*Exercise*:
Check every line of the data below for the string "knob", and copy the ones that hold it.

(Stored records)
★ ★ ★ ★ ★

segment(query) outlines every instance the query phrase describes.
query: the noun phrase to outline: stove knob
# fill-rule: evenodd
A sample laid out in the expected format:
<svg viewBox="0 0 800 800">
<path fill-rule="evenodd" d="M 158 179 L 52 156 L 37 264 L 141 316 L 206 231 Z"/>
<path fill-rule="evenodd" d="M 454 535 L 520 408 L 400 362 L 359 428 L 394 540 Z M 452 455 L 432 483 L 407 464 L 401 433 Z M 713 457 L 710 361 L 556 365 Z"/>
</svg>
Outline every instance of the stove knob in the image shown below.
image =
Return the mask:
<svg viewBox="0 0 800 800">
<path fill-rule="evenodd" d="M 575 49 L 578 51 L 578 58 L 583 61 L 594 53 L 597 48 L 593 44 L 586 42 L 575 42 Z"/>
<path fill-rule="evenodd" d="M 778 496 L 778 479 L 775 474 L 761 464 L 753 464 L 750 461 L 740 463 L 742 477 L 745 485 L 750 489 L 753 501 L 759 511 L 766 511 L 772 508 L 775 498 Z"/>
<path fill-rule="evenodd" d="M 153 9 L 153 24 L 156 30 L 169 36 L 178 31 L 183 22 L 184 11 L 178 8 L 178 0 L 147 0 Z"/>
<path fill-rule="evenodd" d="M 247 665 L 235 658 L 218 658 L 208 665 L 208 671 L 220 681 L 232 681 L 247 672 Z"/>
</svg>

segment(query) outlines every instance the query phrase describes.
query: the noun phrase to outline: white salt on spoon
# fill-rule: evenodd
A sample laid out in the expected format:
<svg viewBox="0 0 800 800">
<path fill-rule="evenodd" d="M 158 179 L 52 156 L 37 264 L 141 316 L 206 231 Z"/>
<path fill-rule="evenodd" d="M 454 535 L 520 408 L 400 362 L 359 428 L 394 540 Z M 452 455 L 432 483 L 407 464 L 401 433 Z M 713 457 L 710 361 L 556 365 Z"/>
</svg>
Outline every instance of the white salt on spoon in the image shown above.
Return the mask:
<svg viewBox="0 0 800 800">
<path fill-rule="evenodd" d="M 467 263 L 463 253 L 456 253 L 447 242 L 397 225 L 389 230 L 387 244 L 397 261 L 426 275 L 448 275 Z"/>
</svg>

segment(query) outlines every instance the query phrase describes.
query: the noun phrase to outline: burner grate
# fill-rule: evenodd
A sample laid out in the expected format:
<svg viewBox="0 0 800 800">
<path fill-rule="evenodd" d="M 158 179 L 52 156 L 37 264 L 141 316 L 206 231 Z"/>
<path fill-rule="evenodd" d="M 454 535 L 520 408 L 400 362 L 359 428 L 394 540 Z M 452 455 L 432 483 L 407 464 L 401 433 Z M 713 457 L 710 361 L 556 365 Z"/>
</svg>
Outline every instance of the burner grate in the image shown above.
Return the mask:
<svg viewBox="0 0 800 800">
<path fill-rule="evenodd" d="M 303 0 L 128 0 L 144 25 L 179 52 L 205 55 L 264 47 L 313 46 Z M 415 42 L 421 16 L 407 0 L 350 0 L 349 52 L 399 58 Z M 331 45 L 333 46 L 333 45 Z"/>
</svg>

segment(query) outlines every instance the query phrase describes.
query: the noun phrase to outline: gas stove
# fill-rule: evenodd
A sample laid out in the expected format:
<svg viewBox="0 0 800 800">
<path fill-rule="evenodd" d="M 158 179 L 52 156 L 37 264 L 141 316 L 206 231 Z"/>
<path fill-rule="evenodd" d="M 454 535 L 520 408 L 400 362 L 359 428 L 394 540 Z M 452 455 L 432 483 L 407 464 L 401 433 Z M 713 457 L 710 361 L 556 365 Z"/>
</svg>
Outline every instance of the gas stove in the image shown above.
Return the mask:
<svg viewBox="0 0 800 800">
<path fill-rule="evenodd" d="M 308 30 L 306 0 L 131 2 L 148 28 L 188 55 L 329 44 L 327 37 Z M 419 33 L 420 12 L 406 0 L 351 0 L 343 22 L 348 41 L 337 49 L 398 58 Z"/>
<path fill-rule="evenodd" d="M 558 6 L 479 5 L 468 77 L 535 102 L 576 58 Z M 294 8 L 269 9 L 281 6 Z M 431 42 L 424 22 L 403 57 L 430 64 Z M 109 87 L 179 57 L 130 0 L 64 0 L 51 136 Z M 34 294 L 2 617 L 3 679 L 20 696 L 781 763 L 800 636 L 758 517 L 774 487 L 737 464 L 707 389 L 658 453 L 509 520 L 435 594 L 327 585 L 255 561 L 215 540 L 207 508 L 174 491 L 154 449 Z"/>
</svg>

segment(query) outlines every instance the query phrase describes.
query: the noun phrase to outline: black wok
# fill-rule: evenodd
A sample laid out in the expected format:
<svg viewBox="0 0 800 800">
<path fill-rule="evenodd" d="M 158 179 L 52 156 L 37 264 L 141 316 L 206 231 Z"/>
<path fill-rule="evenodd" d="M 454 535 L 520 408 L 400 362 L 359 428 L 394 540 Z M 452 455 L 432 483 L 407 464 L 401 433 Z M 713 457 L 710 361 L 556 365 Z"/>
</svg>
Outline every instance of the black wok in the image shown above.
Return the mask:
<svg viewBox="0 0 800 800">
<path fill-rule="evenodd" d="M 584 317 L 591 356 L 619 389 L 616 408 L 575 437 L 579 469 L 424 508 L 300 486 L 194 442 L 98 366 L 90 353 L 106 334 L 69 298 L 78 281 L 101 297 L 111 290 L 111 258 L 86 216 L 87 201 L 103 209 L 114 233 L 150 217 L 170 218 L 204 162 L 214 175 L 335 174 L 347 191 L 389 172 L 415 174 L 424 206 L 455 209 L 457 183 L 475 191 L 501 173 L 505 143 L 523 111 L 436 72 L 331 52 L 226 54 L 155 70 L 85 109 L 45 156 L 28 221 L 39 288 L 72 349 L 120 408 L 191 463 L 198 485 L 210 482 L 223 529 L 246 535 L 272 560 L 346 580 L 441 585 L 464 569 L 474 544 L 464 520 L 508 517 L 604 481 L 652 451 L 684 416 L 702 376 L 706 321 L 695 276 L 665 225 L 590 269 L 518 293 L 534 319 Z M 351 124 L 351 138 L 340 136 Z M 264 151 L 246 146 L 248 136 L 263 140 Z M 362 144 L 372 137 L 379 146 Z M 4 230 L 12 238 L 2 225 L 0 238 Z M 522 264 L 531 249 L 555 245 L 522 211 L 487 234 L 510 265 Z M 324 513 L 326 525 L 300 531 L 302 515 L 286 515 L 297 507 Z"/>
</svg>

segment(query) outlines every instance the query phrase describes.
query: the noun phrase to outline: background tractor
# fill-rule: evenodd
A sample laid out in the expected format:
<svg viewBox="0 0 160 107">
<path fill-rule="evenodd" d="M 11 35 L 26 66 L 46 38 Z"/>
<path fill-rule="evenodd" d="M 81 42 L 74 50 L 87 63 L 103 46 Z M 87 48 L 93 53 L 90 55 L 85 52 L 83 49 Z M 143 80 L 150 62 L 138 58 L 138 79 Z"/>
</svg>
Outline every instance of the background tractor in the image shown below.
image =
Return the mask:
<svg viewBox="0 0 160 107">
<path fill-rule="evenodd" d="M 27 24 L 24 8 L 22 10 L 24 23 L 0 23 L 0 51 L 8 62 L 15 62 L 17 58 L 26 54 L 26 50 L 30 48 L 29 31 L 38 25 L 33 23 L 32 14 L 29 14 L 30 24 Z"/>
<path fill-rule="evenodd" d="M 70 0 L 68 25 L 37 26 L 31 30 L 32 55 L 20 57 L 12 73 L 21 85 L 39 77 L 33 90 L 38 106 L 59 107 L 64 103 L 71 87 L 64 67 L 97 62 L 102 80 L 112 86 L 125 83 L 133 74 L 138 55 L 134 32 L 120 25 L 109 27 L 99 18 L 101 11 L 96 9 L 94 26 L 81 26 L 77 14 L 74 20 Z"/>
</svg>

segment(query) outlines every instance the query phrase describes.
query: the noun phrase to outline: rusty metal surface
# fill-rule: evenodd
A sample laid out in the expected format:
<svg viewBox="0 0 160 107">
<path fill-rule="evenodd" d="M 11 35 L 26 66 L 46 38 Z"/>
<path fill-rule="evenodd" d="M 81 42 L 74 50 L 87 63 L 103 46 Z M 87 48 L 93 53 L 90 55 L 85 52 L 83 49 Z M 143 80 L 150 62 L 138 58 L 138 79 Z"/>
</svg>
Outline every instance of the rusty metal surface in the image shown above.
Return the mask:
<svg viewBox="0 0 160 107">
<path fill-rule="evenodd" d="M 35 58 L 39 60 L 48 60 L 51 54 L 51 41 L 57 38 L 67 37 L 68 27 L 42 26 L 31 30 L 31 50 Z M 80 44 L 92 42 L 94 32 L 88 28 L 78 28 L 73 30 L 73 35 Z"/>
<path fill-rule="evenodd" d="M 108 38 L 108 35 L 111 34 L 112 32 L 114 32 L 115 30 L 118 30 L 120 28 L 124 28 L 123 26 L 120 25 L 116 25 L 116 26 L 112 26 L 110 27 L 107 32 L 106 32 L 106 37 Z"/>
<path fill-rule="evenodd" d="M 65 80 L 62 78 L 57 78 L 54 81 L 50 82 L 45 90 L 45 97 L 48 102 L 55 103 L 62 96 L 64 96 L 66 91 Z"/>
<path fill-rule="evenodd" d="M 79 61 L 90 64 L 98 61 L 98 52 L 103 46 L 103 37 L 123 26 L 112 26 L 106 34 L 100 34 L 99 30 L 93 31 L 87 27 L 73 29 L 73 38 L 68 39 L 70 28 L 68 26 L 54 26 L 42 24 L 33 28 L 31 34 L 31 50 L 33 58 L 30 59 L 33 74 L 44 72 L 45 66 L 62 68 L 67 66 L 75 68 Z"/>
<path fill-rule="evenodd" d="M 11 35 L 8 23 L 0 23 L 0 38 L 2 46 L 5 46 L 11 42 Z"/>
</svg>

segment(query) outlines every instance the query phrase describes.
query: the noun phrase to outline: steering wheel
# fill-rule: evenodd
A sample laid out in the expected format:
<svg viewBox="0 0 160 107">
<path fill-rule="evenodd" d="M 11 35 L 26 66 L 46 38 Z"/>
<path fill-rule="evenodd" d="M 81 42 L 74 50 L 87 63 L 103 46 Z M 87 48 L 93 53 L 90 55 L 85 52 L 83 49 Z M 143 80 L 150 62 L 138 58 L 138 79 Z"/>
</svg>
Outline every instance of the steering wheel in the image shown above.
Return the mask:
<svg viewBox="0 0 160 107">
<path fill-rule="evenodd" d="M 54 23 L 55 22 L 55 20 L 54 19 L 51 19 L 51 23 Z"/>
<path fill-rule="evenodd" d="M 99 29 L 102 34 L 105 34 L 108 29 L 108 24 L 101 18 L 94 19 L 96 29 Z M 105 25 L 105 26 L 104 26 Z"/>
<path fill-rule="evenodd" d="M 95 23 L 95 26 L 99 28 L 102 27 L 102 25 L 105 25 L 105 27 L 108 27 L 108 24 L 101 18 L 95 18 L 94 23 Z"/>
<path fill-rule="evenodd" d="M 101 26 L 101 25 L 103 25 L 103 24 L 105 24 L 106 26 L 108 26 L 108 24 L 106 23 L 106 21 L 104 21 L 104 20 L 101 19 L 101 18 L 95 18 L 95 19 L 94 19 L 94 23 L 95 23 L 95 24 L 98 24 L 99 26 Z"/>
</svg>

★ ★ ★ ★ ★

*Your solution*:
query: the noun phrase to outline: stove knob
Outline every instance of the stove knob in the image shown below.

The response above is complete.